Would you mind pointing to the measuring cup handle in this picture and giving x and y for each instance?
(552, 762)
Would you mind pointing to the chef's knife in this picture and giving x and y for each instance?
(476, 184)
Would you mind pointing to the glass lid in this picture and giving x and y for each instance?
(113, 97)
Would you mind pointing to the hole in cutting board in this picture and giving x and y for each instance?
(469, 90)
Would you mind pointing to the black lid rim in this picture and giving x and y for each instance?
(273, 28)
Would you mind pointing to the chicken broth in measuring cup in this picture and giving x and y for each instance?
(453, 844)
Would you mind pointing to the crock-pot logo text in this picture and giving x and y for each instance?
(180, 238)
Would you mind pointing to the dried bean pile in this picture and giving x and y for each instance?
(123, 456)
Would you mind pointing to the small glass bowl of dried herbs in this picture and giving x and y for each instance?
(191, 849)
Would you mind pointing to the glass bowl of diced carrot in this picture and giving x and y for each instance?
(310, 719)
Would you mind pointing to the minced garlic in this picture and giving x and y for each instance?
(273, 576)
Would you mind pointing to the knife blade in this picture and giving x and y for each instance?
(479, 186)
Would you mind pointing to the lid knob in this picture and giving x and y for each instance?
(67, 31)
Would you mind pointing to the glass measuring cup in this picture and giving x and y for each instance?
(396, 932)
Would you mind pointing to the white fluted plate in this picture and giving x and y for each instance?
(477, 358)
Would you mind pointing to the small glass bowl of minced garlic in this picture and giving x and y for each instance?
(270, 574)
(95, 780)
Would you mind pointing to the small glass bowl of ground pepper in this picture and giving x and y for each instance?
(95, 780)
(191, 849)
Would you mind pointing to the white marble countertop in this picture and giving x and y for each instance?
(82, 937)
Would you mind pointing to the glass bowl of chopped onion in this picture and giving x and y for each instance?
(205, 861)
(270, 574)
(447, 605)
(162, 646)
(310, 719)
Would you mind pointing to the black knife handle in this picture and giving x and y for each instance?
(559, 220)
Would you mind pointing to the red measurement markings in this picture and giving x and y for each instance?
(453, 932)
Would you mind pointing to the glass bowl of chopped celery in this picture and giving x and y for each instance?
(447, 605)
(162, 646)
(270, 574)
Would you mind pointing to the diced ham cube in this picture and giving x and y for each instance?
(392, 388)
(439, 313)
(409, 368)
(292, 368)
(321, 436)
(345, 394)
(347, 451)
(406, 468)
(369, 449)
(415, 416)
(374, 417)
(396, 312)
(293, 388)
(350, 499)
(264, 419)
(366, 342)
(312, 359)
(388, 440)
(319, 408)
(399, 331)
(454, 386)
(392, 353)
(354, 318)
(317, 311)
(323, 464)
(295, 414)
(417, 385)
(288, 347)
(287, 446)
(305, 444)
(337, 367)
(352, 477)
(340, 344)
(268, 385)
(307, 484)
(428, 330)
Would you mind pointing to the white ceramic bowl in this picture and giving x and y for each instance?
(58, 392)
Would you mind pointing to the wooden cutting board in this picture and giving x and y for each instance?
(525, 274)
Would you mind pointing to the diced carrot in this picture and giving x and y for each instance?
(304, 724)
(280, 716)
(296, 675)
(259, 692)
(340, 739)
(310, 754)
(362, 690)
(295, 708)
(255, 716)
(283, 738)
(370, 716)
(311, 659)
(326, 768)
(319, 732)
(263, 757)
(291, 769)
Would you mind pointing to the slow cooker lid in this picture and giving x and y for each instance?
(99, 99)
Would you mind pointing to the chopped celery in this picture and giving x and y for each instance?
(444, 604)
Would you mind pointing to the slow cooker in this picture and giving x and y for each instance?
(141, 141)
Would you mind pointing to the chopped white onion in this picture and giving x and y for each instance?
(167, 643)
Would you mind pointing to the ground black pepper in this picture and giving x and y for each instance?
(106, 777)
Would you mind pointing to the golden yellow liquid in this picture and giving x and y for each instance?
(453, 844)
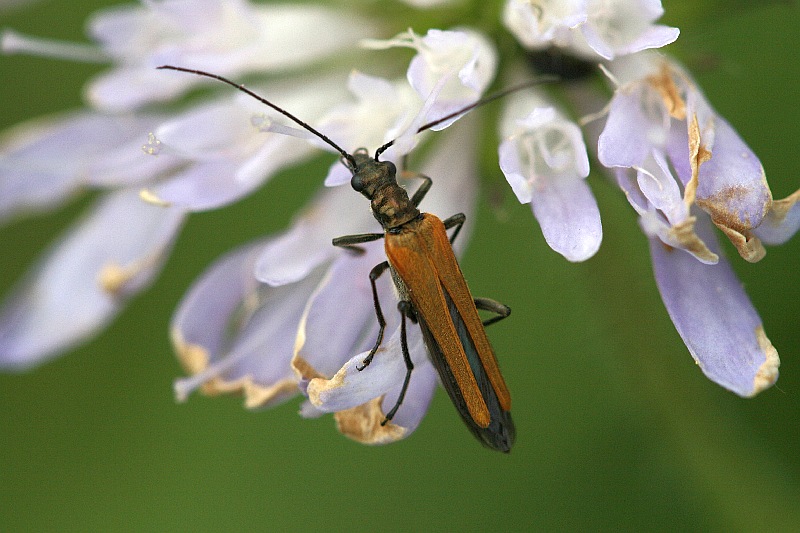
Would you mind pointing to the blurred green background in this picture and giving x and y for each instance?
(617, 428)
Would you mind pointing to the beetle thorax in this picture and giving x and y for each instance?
(377, 181)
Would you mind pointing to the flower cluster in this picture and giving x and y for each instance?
(267, 319)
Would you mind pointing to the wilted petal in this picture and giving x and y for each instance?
(361, 399)
(732, 188)
(362, 404)
(715, 318)
(43, 162)
(234, 334)
(82, 281)
(355, 331)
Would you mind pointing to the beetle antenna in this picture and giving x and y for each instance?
(470, 107)
(347, 157)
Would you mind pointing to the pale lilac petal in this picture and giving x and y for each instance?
(568, 215)
(42, 163)
(782, 221)
(347, 283)
(468, 61)
(620, 27)
(349, 392)
(511, 166)
(234, 334)
(539, 26)
(229, 38)
(629, 133)
(308, 244)
(715, 318)
(350, 387)
(655, 37)
(81, 283)
(731, 185)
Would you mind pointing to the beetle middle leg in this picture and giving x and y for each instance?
(487, 304)
(374, 274)
(406, 311)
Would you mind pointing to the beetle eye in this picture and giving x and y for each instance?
(357, 183)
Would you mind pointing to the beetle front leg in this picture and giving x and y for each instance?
(455, 221)
(349, 242)
(374, 274)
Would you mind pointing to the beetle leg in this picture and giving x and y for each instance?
(374, 274)
(487, 304)
(405, 310)
(455, 221)
(349, 242)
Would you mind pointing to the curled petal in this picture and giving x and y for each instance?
(81, 283)
(235, 335)
(361, 399)
(732, 188)
(715, 318)
(782, 220)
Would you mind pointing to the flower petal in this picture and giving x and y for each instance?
(228, 38)
(235, 335)
(782, 220)
(43, 162)
(569, 217)
(307, 244)
(732, 188)
(81, 283)
(715, 318)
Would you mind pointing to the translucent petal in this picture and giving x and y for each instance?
(782, 221)
(42, 163)
(569, 217)
(81, 283)
(233, 334)
(715, 318)
(624, 141)
(308, 244)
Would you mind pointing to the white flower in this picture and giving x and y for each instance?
(544, 160)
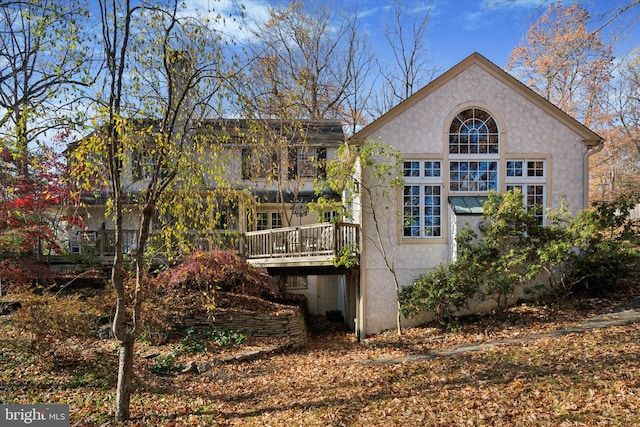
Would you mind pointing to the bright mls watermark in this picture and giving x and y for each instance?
(34, 415)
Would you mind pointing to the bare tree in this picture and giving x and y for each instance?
(410, 68)
(565, 62)
(162, 70)
(43, 56)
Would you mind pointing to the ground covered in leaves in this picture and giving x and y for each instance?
(581, 379)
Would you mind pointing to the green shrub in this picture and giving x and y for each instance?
(165, 365)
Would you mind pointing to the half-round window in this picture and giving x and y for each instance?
(473, 131)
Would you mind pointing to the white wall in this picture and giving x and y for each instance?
(422, 130)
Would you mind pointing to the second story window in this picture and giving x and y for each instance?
(307, 162)
(422, 199)
(474, 152)
(528, 176)
(258, 163)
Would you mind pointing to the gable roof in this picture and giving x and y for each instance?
(589, 137)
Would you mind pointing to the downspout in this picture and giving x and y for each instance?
(591, 150)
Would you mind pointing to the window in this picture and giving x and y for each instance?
(307, 162)
(473, 131)
(467, 176)
(422, 199)
(474, 152)
(257, 164)
(528, 176)
(268, 220)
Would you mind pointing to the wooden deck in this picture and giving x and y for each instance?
(303, 246)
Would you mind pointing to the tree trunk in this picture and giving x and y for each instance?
(125, 374)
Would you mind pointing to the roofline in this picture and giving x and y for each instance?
(589, 137)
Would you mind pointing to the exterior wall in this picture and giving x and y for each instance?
(421, 132)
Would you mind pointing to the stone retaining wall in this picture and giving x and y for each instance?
(286, 324)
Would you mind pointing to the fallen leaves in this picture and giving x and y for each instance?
(588, 378)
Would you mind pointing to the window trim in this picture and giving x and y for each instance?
(418, 175)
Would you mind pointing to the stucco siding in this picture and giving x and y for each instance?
(420, 131)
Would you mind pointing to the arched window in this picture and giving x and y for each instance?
(474, 152)
(473, 131)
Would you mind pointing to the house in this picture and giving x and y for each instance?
(473, 129)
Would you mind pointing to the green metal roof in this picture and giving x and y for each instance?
(467, 205)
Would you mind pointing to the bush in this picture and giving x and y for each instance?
(218, 270)
(51, 320)
(165, 365)
(20, 275)
(440, 291)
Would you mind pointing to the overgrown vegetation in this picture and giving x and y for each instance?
(218, 270)
(592, 251)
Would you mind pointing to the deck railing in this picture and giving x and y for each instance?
(326, 239)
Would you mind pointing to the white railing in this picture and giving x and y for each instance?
(308, 240)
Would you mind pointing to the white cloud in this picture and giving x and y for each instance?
(233, 18)
(513, 4)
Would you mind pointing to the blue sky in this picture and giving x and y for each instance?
(458, 28)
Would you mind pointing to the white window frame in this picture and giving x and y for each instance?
(474, 152)
(422, 176)
(531, 179)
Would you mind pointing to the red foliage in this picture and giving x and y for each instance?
(26, 202)
(218, 270)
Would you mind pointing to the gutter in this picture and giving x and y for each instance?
(591, 150)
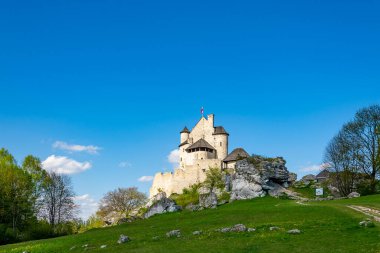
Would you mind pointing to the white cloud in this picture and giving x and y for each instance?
(145, 179)
(87, 205)
(125, 164)
(91, 149)
(173, 157)
(64, 165)
(314, 168)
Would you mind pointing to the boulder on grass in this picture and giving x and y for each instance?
(162, 204)
(208, 200)
(174, 233)
(123, 239)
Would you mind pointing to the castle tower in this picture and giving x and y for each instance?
(221, 142)
(184, 144)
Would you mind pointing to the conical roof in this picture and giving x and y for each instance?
(201, 143)
(185, 130)
(236, 154)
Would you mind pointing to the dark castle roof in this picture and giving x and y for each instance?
(201, 143)
(219, 130)
(236, 154)
(185, 130)
(183, 143)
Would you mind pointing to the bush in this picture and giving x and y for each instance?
(225, 196)
(40, 230)
(364, 187)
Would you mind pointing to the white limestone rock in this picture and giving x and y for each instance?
(208, 200)
(174, 233)
(123, 239)
(353, 195)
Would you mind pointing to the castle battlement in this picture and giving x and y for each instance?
(204, 147)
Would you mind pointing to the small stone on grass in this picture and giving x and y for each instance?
(294, 231)
(123, 239)
(174, 233)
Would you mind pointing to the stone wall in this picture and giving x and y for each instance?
(193, 166)
(175, 182)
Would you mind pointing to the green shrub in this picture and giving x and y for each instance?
(225, 196)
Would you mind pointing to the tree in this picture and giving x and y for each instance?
(214, 179)
(32, 165)
(122, 201)
(16, 201)
(58, 205)
(342, 161)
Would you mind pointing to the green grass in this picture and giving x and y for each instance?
(327, 226)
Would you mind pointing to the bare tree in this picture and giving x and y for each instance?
(364, 133)
(58, 202)
(122, 201)
(354, 151)
(342, 161)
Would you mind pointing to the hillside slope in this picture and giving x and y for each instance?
(328, 226)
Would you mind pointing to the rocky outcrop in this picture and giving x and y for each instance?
(161, 204)
(208, 200)
(308, 179)
(258, 176)
(353, 195)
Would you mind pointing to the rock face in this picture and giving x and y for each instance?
(208, 200)
(161, 204)
(353, 195)
(258, 177)
(174, 233)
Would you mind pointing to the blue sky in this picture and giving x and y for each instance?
(126, 76)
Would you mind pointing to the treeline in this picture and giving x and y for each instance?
(34, 204)
(353, 155)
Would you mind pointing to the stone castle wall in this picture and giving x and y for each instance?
(175, 182)
(193, 166)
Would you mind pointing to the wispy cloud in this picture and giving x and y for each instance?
(313, 168)
(173, 157)
(87, 205)
(125, 164)
(64, 165)
(91, 149)
(145, 179)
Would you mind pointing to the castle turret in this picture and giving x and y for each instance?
(221, 142)
(184, 134)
+--
* **What you need to do**:
Restate word for word the lines from the one holding "Would you mind pointing to the treeline" to the end of the listing, both ends included, and nothing more.

* **Finished answer**:
Would you mind pointing to the treeline in this picture and giving x and y for each instance?
(34, 204)
(353, 155)
Would you mind pointing to the stone castle wall in this picture and giving x and y for each instance?
(175, 182)
(193, 166)
Would you mind pointing to the wispy cloud in this picture and giving x and y for each instance?
(313, 168)
(173, 157)
(87, 205)
(125, 164)
(64, 165)
(91, 149)
(145, 179)
Would you mind pointing to the castle turret in this picture and giving x and y for each instance?
(221, 142)
(184, 134)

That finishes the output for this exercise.